Al capitalismo sempre, ad un capitalismo in decadenza a maggior ragione, non vanno chieste rivendicazioni economiche utopistiche, riforme di struttura, ma imposte lotte che inizino ad andare fuori e contro le sue compatibilità, il suo essere società del capitale, del lavoro salariato e del profitto, altrimenti la decadenza si trasformerà in barbarie con buona pace di tutti i riformismi, compreso quello radicale.

Lo slogan " lavorare tutti, lavorare meno a parità di salario" o lo si concepisce come una sfida verso la borghesia mettendo in rilievo presso la classe operaia che, nonostante l'abbassamento del lavoro socialmente necessario a produrre perlomeno la stessa quantità di merci e servizi, che permetterebbe a tutti di lavorare con giornate lavorative più che dimezzate, a ritmi di lavoro meno stressanti, la borghesia, "prigioniera" dei meccanismi economici capitalistici, nemmeno se lo volesse sarebbe in grado di assecondare una simile richiesta. Oppure le false sirene dell'utopia riformistica prepareranno il terreno per l'ennesima sconfitta della classe operaia che, dati i tempi e le improrogabilità necessità di conservazione del capitalismo in decadenza, non potrà essere che la più drammatica sul terreno politico e la più grave su quello economico.

■ ■ ■ ■ ■ ■ ■

→ **Da fare**
1) Quale slogan viene discusso nel testo sul capitalismo?
2) Individua e copia ogni riga dei record che contiene la parola "cross", distinguendo tra maiuscole e minuscole.
Il testo e i record non hanno alcun legame tra loro.

→ **Dati forniti**
■ ■ ■ ■ ■ ■ ■

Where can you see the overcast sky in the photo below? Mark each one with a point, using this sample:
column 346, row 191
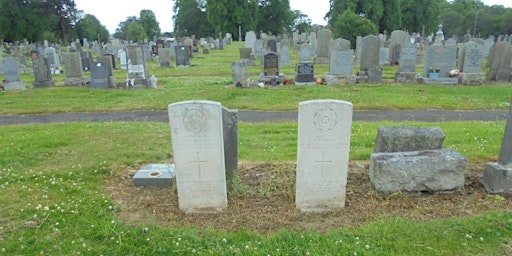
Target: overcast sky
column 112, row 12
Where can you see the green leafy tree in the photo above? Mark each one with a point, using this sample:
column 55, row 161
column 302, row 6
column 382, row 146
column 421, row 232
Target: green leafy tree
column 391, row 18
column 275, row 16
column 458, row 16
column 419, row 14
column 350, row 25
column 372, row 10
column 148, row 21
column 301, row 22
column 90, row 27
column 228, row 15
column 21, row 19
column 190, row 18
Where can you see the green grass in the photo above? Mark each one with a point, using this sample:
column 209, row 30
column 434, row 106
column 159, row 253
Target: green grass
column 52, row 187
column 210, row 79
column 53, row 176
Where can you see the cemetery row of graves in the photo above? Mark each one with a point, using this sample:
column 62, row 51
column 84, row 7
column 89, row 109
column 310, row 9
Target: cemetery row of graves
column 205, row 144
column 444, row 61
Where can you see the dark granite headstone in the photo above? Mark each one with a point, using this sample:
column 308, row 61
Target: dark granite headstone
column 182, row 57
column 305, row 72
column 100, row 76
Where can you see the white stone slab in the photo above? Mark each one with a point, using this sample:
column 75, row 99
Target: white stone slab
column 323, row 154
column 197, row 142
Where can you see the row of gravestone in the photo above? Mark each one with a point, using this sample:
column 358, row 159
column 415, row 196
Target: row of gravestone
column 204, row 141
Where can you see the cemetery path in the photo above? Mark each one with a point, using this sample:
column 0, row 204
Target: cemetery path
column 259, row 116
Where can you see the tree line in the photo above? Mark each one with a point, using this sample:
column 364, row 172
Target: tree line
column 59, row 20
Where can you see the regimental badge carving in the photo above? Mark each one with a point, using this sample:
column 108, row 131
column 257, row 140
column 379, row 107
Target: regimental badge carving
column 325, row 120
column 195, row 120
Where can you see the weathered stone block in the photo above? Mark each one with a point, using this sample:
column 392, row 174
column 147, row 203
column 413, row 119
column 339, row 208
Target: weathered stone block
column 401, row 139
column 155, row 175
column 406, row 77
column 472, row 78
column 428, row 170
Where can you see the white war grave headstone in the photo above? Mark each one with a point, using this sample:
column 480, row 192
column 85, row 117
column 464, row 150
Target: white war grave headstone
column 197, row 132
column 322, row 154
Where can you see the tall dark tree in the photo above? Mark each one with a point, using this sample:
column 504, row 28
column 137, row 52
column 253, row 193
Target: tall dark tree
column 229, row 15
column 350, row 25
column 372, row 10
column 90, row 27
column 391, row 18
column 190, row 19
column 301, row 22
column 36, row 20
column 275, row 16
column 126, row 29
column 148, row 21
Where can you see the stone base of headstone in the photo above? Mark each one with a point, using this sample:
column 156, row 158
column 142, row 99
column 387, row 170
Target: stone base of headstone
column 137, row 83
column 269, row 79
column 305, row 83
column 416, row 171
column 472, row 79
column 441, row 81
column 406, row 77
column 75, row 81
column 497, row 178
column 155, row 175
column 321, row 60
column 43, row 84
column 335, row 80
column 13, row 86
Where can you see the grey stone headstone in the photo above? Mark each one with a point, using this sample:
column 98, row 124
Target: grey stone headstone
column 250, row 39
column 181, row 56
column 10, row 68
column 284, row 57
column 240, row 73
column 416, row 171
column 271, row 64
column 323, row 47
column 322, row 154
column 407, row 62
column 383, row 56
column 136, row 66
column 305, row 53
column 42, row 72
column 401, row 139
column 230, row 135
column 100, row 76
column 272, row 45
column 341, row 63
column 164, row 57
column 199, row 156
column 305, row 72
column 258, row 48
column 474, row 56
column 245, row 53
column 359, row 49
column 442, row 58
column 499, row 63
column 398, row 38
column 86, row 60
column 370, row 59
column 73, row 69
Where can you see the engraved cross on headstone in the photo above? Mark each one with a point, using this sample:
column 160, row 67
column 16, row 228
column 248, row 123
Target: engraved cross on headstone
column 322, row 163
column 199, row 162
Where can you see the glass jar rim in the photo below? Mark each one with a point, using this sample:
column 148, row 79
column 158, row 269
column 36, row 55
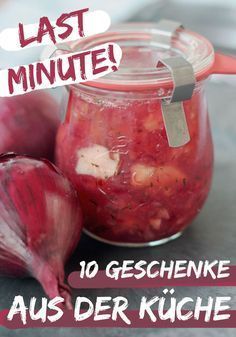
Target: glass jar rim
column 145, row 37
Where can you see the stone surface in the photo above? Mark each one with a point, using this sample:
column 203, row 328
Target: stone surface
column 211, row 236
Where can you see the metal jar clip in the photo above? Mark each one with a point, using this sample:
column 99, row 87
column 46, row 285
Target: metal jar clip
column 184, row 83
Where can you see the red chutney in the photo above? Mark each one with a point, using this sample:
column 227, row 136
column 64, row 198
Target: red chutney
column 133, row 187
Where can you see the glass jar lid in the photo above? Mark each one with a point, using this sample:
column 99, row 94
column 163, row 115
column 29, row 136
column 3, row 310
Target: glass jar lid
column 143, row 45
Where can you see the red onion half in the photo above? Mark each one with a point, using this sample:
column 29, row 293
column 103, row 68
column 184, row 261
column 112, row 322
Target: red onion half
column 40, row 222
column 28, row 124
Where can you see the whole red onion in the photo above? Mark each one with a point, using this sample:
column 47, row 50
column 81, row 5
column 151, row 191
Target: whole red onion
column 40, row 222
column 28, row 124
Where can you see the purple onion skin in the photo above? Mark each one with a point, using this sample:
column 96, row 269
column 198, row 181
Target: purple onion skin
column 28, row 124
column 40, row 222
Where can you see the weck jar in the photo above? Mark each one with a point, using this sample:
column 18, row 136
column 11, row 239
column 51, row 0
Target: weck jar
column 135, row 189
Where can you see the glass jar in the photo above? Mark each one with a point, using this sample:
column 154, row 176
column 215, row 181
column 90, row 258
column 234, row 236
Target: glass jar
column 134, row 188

■ ■ ■ ■ ■ ■ ■

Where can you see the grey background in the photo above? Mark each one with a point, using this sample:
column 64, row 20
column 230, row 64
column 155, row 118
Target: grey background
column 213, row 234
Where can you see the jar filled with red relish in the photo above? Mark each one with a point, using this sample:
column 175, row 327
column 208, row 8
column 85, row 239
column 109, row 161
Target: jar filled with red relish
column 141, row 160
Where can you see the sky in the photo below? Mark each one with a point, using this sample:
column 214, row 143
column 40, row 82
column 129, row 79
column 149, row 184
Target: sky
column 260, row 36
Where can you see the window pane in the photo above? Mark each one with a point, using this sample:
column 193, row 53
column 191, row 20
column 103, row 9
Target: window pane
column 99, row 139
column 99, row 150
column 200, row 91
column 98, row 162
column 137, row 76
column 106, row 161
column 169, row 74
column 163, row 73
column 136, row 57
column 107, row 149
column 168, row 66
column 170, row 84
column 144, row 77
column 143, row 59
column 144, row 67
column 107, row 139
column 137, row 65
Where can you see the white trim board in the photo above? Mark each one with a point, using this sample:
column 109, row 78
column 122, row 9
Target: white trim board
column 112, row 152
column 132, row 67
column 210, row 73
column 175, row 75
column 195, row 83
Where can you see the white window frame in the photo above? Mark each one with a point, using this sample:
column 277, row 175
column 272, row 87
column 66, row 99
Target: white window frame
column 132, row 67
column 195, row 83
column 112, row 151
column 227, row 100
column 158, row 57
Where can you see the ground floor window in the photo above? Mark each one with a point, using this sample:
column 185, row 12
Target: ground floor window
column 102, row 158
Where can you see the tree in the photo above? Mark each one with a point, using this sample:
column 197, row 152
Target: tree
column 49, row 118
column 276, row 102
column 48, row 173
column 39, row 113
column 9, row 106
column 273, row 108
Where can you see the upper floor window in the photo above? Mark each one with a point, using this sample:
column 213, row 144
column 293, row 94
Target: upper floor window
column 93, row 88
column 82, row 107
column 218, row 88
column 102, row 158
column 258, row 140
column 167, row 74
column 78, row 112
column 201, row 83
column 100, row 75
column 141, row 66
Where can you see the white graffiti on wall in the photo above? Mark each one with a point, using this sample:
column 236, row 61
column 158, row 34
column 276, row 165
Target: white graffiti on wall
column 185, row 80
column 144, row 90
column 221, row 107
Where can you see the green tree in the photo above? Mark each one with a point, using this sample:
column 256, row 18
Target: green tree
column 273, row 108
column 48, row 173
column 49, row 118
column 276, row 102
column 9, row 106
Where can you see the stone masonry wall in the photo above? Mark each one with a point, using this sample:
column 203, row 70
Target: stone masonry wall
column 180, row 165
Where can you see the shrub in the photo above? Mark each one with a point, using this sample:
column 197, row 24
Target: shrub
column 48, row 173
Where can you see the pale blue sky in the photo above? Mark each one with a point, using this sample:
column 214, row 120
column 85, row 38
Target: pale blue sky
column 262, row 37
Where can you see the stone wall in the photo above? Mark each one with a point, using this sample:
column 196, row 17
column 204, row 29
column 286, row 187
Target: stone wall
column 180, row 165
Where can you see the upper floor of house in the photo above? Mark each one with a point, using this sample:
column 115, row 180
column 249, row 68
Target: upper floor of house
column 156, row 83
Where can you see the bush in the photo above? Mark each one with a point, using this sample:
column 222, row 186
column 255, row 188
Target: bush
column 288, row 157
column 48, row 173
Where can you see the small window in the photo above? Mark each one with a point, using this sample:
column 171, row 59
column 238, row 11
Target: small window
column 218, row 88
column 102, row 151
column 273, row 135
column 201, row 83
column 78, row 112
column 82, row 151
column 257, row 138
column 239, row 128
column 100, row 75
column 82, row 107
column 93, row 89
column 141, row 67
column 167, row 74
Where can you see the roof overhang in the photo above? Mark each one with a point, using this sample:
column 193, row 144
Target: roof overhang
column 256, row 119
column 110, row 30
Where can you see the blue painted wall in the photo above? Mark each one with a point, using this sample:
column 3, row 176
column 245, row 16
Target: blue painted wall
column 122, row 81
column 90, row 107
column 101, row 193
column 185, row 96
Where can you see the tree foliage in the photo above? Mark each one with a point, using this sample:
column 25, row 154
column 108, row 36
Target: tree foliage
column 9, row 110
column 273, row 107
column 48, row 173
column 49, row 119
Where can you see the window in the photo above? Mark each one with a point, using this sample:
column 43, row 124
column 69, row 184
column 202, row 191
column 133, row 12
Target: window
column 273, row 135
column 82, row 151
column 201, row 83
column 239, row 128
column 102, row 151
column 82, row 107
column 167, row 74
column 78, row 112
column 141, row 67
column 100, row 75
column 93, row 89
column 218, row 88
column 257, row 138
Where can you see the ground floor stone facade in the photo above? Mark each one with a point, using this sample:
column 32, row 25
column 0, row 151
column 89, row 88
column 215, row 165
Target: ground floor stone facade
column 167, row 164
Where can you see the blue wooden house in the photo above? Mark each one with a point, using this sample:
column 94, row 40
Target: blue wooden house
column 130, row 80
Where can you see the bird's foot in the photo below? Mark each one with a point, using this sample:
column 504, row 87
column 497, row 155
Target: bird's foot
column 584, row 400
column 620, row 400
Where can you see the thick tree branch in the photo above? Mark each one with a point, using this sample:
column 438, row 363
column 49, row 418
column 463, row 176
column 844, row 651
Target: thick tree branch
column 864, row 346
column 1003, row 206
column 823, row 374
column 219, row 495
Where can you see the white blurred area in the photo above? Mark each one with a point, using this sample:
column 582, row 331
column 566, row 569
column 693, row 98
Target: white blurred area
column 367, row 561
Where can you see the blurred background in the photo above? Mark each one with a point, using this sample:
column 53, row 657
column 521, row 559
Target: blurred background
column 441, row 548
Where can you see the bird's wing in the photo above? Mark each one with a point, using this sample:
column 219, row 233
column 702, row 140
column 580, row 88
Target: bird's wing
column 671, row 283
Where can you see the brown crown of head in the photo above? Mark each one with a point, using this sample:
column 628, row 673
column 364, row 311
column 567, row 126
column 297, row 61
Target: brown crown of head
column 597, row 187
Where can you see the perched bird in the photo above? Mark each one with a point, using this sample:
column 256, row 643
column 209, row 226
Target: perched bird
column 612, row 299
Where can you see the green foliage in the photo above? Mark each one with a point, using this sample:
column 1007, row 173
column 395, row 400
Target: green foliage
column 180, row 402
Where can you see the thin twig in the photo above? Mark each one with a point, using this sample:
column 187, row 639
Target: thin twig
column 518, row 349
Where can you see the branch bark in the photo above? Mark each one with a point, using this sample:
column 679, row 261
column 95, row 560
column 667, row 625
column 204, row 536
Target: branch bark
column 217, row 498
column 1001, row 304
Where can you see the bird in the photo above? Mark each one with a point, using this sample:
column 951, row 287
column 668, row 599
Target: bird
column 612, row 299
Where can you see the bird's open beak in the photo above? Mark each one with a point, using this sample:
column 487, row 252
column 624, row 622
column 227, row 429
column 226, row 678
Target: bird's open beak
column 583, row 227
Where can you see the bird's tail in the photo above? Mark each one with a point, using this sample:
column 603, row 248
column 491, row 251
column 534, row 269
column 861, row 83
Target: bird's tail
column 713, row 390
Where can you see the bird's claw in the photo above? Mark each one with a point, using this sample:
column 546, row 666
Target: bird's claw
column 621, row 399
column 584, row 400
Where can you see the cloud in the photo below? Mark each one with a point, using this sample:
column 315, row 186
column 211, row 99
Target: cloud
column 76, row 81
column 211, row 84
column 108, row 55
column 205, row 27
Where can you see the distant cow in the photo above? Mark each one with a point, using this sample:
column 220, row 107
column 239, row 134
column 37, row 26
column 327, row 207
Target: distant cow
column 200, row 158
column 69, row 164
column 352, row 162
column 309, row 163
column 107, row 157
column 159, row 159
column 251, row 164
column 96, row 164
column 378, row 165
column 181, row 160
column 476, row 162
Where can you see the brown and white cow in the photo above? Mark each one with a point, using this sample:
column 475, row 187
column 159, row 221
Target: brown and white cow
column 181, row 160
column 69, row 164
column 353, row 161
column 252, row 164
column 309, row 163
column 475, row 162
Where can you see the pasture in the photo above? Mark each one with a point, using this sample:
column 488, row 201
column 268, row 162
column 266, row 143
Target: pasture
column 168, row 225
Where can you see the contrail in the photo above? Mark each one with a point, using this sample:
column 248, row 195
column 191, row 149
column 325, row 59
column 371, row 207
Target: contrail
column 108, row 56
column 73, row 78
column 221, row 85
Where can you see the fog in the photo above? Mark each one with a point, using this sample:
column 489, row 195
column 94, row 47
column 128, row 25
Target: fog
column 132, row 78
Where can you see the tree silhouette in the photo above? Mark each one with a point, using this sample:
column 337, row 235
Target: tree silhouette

■ ■ ■ ■ ■ ■ ■

→ **Risultati per compito**
1) Lo slogan "lavorare tutti, lavorare meno a parità di salario".

2)
Where can you see the engraved cross on headstone in the photo above? Mark each one with a point, using this sample:
Target: engraved cross on headstone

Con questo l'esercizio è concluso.